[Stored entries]
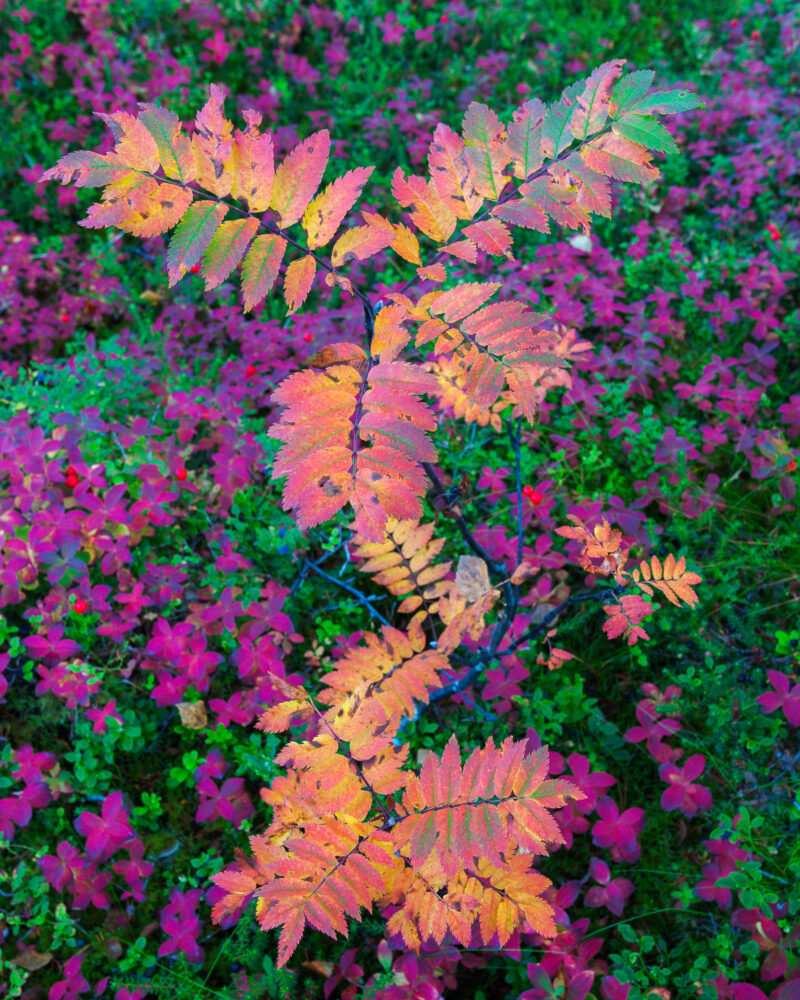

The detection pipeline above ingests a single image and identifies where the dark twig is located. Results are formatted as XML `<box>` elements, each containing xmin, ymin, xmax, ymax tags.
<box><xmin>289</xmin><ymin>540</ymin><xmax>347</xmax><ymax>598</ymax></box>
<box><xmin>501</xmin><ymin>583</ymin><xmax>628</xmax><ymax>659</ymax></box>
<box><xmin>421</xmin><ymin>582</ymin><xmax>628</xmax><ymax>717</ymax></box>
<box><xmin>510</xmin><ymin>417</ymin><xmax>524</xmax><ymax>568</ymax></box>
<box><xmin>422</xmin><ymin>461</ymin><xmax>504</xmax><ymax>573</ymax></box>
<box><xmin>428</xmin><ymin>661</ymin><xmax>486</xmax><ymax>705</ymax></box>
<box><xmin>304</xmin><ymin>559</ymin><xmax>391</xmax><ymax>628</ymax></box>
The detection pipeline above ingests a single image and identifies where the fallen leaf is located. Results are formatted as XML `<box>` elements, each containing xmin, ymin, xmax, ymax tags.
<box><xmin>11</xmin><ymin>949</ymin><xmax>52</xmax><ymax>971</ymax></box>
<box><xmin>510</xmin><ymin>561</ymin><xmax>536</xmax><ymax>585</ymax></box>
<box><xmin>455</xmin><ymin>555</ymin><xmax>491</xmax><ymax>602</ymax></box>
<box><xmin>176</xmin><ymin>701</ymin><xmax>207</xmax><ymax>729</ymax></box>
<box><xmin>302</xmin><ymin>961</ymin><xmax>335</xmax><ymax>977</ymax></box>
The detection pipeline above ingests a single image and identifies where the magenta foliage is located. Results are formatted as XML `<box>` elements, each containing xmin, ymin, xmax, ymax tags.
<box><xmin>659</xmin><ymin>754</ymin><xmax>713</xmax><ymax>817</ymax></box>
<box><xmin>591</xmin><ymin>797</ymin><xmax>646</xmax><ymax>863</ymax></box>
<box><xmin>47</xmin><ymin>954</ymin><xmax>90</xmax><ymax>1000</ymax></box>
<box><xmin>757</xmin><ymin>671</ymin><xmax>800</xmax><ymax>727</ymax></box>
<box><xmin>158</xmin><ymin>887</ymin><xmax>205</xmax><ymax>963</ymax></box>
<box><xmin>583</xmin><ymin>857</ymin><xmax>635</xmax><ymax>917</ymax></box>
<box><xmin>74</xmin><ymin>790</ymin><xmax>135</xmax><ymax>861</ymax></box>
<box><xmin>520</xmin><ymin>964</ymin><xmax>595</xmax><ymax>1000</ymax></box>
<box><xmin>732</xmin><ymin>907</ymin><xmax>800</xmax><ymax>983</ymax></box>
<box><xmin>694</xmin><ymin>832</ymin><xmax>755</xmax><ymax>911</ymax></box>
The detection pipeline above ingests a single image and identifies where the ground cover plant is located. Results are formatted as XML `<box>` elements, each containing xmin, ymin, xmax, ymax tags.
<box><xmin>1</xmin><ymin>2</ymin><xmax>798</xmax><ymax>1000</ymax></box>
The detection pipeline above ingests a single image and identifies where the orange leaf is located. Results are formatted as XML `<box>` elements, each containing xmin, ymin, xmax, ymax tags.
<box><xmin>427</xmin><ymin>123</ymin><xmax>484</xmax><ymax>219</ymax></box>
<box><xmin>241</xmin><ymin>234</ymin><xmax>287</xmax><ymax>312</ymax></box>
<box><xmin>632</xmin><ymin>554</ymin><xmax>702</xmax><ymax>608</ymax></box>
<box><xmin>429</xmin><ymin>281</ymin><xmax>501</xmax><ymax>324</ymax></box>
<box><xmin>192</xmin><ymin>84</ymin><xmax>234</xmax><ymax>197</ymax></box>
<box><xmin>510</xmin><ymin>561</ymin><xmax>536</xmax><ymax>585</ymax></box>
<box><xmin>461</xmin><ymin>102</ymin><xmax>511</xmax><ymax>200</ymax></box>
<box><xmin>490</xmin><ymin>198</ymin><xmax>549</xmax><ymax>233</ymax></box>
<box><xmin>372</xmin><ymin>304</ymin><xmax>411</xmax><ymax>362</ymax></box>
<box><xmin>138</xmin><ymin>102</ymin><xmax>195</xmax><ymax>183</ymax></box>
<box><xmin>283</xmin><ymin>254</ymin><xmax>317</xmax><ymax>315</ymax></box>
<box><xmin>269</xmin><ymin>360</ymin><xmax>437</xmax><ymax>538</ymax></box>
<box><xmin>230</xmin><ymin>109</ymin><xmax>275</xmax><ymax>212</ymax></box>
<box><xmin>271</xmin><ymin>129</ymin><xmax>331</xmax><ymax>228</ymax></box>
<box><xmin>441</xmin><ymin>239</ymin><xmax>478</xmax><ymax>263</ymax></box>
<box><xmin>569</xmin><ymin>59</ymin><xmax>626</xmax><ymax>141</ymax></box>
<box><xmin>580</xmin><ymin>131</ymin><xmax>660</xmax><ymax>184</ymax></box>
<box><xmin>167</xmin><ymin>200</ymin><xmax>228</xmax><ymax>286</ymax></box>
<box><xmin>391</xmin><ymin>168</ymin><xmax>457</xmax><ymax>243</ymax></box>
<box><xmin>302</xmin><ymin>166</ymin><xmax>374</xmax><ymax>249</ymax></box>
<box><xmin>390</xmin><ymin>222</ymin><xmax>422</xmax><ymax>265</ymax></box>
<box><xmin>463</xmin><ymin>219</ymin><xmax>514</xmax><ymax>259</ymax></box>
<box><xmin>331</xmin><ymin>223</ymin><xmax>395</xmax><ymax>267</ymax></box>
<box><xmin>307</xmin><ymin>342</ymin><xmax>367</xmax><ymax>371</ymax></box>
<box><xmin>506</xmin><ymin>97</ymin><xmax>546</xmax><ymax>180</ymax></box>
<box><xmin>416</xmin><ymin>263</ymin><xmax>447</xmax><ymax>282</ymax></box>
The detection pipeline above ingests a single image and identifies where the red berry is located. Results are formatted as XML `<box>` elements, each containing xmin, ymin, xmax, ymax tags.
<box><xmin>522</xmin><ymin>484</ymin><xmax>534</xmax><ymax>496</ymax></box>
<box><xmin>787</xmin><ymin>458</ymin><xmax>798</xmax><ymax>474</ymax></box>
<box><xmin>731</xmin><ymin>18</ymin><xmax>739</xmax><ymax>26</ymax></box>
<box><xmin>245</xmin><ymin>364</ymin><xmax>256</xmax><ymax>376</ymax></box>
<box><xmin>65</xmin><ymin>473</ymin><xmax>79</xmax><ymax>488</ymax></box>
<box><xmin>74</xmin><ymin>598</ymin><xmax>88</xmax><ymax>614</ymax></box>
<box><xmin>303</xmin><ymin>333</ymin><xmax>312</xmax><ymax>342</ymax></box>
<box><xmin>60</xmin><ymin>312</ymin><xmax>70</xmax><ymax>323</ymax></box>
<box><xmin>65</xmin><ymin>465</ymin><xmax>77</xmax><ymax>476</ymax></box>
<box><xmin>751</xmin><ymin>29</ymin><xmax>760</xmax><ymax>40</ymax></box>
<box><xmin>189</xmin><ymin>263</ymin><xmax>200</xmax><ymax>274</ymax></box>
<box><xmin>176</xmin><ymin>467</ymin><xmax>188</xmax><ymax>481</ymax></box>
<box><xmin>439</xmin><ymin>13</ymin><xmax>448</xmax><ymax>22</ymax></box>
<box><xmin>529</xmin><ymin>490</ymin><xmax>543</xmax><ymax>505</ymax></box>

* _WHAT THE TASK ASKS_
Set down each entry above word for word, without its pictures.

* _REPLY_
The detection pipeline above ingests a single image and identifies where the dark twig is located. Results are formatted as XML `<box>` elements, each containing xmin, ymin, xmax, ymax tags.
<box><xmin>289</xmin><ymin>540</ymin><xmax>347</xmax><ymax>598</ymax></box>
<box><xmin>501</xmin><ymin>583</ymin><xmax>628</xmax><ymax>659</ymax></box>
<box><xmin>421</xmin><ymin>582</ymin><xmax>628</xmax><ymax>717</ymax></box>
<box><xmin>510</xmin><ymin>417</ymin><xmax>524</xmax><ymax>568</ymax></box>
<box><xmin>422</xmin><ymin>461</ymin><xmax>504</xmax><ymax>573</ymax></box>
<box><xmin>428</xmin><ymin>661</ymin><xmax>486</xmax><ymax>705</ymax></box>
<box><xmin>304</xmin><ymin>559</ymin><xmax>391</xmax><ymax>628</ymax></box>
The detection pipeline above ingests a single image and identifies where the fallen leaf is located. Results are formatted as XML `<box>` elements, each containing xmin, ymin, xmax, ymax tags.
<box><xmin>11</xmin><ymin>949</ymin><xmax>52</xmax><ymax>971</ymax></box>
<box><xmin>510</xmin><ymin>561</ymin><xmax>536</xmax><ymax>585</ymax></box>
<box><xmin>455</xmin><ymin>555</ymin><xmax>491</xmax><ymax>602</ymax></box>
<box><xmin>176</xmin><ymin>701</ymin><xmax>207</xmax><ymax>729</ymax></box>
<box><xmin>302</xmin><ymin>961</ymin><xmax>335</xmax><ymax>977</ymax></box>
The detection pipeline above ingests a single image and identifies where the magenta foliage is located. Results are formatted as XML `<box>` elements, each containing xmin, ymin, xmax, ymax tags.
<box><xmin>659</xmin><ymin>754</ymin><xmax>713</xmax><ymax>817</ymax></box>
<box><xmin>591</xmin><ymin>797</ymin><xmax>646</xmax><ymax>863</ymax></box>
<box><xmin>47</xmin><ymin>954</ymin><xmax>90</xmax><ymax>1000</ymax></box>
<box><xmin>757</xmin><ymin>671</ymin><xmax>800</xmax><ymax>727</ymax></box>
<box><xmin>158</xmin><ymin>887</ymin><xmax>205</xmax><ymax>963</ymax></box>
<box><xmin>583</xmin><ymin>857</ymin><xmax>635</xmax><ymax>917</ymax></box>
<box><xmin>74</xmin><ymin>790</ymin><xmax>135</xmax><ymax>861</ymax></box>
<box><xmin>520</xmin><ymin>964</ymin><xmax>595</xmax><ymax>1000</ymax></box>
<box><xmin>732</xmin><ymin>907</ymin><xmax>800</xmax><ymax>983</ymax></box>
<box><xmin>694</xmin><ymin>832</ymin><xmax>755</xmax><ymax>911</ymax></box>
The detection pipeline above ingests a single image and identifies where the ground cover plant is located. Results are formatted as XML `<box>` elements, each containing xmin, ymin, xmax, ymax tags.
<box><xmin>1</xmin><ymin>2</ymin><xmax>798</xmax><ymax>1000</ymax></box>
The detection pipeline above ingests a single image and identifies where the orange leaf is located. Results are formatted as XML `<box>` elements, each containing xmin, ymin, xmax, ymax tags.
<box><xmin>427</xmin><ymin>123</ymin><xmax>484</xmax><ymax>219</ymax></box>
<box><xmin>241</xmin><ymin>234</ymin><xmax>287</xmax><ymax>312</ymax></box>
<box><xmin>632</xmin><ymin>554</ymin><xmax>702</xmax><ymax>608</ymax></box>
<box><xmin>429</xmin><ymin>281</ymin><xmax>501</xmax><ymax>324</ymax></box>
<box><xmin>192</xmin><ymin>84</ymin><xmax>234</xmax><ymax>197</ymax></box>
<box><xmin>510</xmin><ymin>561</ymin><xmax>536</xmax><ymax>585</ymax></box>
<box><xmin>461</xmin><ymin>102</ymin><xmax>511</xmax><ymax>200</ymax></box>
<box><xmin>490</xmin><ymin>198</ymin><xmax>549</xmax><ymax>233</ymax></box>
<box><xmin>372</xmin><ymin>304</ymin><xmax>411</xmax><ymax>362</ymax></box>
<box><xmin>138</xmin><ymin>102</ymin><xmax>195</xmax><ymax>183</ymax></box>
<box><xmin>283</xmin><ymin>254</ymin><xmax>317</xmax><ymax>315</ymax></box>
<box><xmin>269</xmin><ymin>360</ymin><xmax>437</xmax><ymax>538</ymax></box>
<box><xmin>230</xmin><ymin>109</ymin><xmax>275</xmax><ymax>212</ymax></box>
<box><xmin>271</xmin><ymin>129</ymin><xmax>331</xmax><ymax>228</ymax></box>
<box><xmin>441</xmin><ymin>239</ymin><xmax>478</xmax><ymax>263</ymax></box>
<box><xmin>569</xmin><ymin>59</ymin><xmax>626</xmax><ymax>141</ymax></box>
<box><xmin>580</xmin><ymin>131</ymin><xmax>660</xmax><ymax>184</ymax></box>
<box><xmin>167</xmin><ymin>200</ymin><xmax>228</xmax><ymax>286</ymax></box>
<box><xmin>391</xmin><ymin>168</ymin><xmax>457</xmax><ymax>243</ymax></box>
<box><xmin>302</xmin><ymin>166</ymin><xmax>374</xmax><ymax>249</ymax></box>
<box><xmin>390</xmin><ymin>222</ymin><xmax>422</xmax><ymax>265</ymax></box>
<box><xmin>463</xmin><ymin>219</ymin><xmax>514</xmax><ymax>259</ymax></box>
<box><xmin>331</xmin><ymin>223</ymin><xmax>395</xmax><ymax>267</ymax></box>
<box><xmin>307</xmin><ymin>342</ymin><xmax>367</xmax><ymax>371</ymax></box>
<box><xmin>506</xmin><ymin>97</ymin><xmax>546</xmax><ymax>180</ymax></box>
<box><xmin>416</xmin><ymin>263</ymin><xmax>447</xmax><ymax>282</ymax></box>
The detection pipeline above ingests a single image and identifies where the red berry is located. Results are formatted as XML `<box>` elements, each containing xmin, ymin, xmax, ymax tags.
<box><xmin>522</xmin><ymin>484</ymin><xmax>534</xmax><ymax>496</ymax></box>
<box><xmin>787</xmin><ymin>458</ymin><xmax>798</xmax><ymax>474</ymax></box>
<box><xmin>731</xmin><ymin>18</ymin><xmax>739</xmax><ymax>26</ymax></box>
<box><xmin>245</xmin><ymin>364</ymin><xmax>256</xmax><ymax>376</ymax></box>
<box><xmin>65</xmin><ymin>473</ymin><xmax>79</xmax><ymax>488</ymax></box>
<box><xmin>74</xmin><ymin>598</ymin><xmax>88</xmax><ymax>614</ymax></box>
<box><xmin>303</xmin><ymin>333</ymin><xmax>312</xmax><ymax>342</ymax></box>
<box><xmin>60</xmin><ymin>312</ymin><xmax>70</xmax><ymax>323</ymax></box>
<box><xmin>65</xmin><ymin>465</ymin><xmax>77</xmax><ymax>476</ymax></box>
<box><xmin>751</xmin><ymin>29</ymin><xmax>760</xmax><ymax>40</ymax></box>
<box><xmin>189</xmin><ymin>263</ymin><xmax>200</xmax><ymax>274</ymax></box>
<box><xmin>176</xmin><ymin>467</ymin><xmax>188</xmax><ymax>481</ymax></box>
<box><xmin>439</xmin><ymin>13</ymin><xmax>448</xmax><ymax>22</ymax></box>
<box><xmin>529</xmin><ymin>490</ymin><xmax>543</xmax><ymax>505</ymax></box>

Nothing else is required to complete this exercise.